▶ **SOURCE TEXT**

------------------------------

Taiwan’s democratization process has produced the world’s only Chinese democracy. The legitimacy of Taiwan’s bid for international recognition as a sovereign entity was considerably boosted in the eyes of Western popular opinion by its rapid democratization under the presidency of Lee Teng-hui, and democratization has increased the domestic political incentives in many democratic countries (especially in the United States) to protect Taiwan should another crisis erupt across the Taiwan Strait. Although Taiwanese public opinion remains divided over the details of the island’s relationship with China–a fact well understood by President Chen–it is unlikely that the Taiwanese would ever accept unification on China’s terms. (4) Thus, Taiwan’s successful democratization arguably creates an ethical responsibility for the United States (and to a lesser extent other liberal states) to protect that democracy and its vibrant market economy, a responsibility based less on idealistic grounds than on “enlightened self-in terest” in maintaining the U.S.-dominated liberal international political order. (5) The ethical consideration becomes yet more pronounced if one considers the tenuousness of China’s sovereignty claim. Taiwan’s history is a complex one, in which inhabitants of the island were often ruled by outside powers, yet Taiwan has never been successfully integrated, politically, with mainland China. (6)
Taiwan is also significant for economic and social reasons. Whilst the importance of the China trade for many states has been often overstated–mostly in everlasting anticipation of future profits and markets–China’s major trading partners in fact typically do almost as much business, or even more, by value, with Taiwan. (7) Moreover, the Taiwanese port of Kaohsiung is one of a small number of regional hub ports to that increasingly dominate seaborne trade in Asia. (8) Finally, the Taiwanese people are well educated, with very strong social as well as commercial links to the outside world.
A third reason why Taiwan might be considered important is the political symbolism involved in the Taiwan question. Aside from ethical concerns, a failure by the United States to support Taiwan in a crisis situation with China would symbolize willingness to defer to China in regional matters, amounting to a reordering of greatpower influence in East Asia. More importantly in the immediate term, such a failure would demonstrate to Japan, South Korea, and Australia that Washington is an unreliable ally, and to the Southeast Asians that it is an unreliable protector-stabilizer in the western Pacific. The problem would be most acute for Japan, but even the Koreans, who follow a generally pro-Beijing line over Taiwan, would most likely view American reluctance in a Taiwan Strait conflict as demonstrating U.S. unreliability as a protector. Moreover, the reputation of the United States would suffer the world over, which in turn would adversely affect the working of so-called general deterrence in other conflict-pron e regions. (9)

------------------------------

▶ **INFORMATION PROVIDED**

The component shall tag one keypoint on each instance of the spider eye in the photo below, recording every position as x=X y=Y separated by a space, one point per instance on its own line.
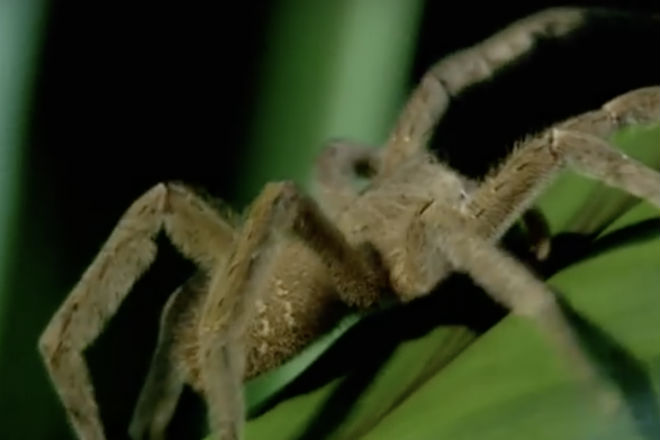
x=364 y=168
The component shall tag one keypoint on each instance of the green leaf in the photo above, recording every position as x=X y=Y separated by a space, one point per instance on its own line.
x=508 y=383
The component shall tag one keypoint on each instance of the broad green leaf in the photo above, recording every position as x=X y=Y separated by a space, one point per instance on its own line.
x=508 y=383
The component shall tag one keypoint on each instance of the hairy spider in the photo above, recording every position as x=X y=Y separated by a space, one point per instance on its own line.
x=266 y=289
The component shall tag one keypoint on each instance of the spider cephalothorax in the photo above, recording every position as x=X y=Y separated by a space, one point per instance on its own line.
x=267 y=287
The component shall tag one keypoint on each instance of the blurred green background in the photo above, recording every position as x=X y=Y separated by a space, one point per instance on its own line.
x=100 y=101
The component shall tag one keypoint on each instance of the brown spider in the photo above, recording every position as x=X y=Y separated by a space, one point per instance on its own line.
x=266 y=289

------------------------------

▶ **CHALLENGES**
**a)** According to the text on Taiwan's importance, why would South Korea be troubled by an American failure to back Taiwan in a crisis with China, even though it generally follows a pro-Beijing line on Taiwan? Answer in one to three sentences.
**b)** Continue the text on Taiwan's importance from the point where it stops.

▶ **TASK RESULTS**
**a)** South Korea would most likely see American reluctance in a Taiwan Strait conflict as proof that the United States is an unreliable protector. Such a failure would signal to Washington's allies in the region that it cannot be depended on.

**b)**
Finally, and most importantly, Taiwan matters strategically. A war over Taiwan would affect all states in the region and many beyond. Even in the absence of conflict, however, Taiwan is taking on increased relevance to the shape of the emerging post-Cold War era. All states that rely upon either Asian sea-lanes or continued U.S. presence in support of strategic order (thus avoiding Chinese regional hegemony) have important interests at stake in the future of Taiwan, even if some do not admit it. This is not an argument that Taiwan represents some magic strategic key to control East Asia. But a change in its geopolitical status, even a peaceful one, in favour of the mainland may be enough to alter the region’s correlation of forces, thereby damaging the regional stability underwritten by the United States.
THE STRATEGIC CONTEXT: CHINA’S MARITIME EXPANSION
China’s push into regional seas provides the strategic context for the increased profile of Taiwan in East Asia. This maritime expansion is taking economic, territorial, and strategic forms. Economically, the coastal cities and provinces dominate the new Chinese economy, providing windows to international markets. There has been a heavy emphasis upon the role of marine industries for continued economic growth; these industries already employ over four million people. According to its marine policy white paper of May 1998, China must “take exploitation and protection of the ocean as a long-term strategic task before it can achieve the sustainable development of its national economy.” (10) Amongst the most important of those industries are shipping, shipbuilding, fishing, and offshore oil and gas exploration and exploitation.
Offshore oil production alone was forecast by Western sources to account for 7 percent of the national total in 2000, up from only 0.9 percent in 1990. (11) The value of marine industry production has increased 20 percent per annum since 1990, according to a Chinese report, accounting for 4 percent of gross domestic product in both 1996 and 1997, with a targeted increase to 5 percent of GDP sought for 2000 (for which results are not yet available). Beijing aims to double that figure over the next decade, so that marine industry production will account for 10 percent of GDP by 2010, an ambitious goal that will require the annual growth rate of China’s marine economy to continue to exceed the expected high growth rate of GDP. (12)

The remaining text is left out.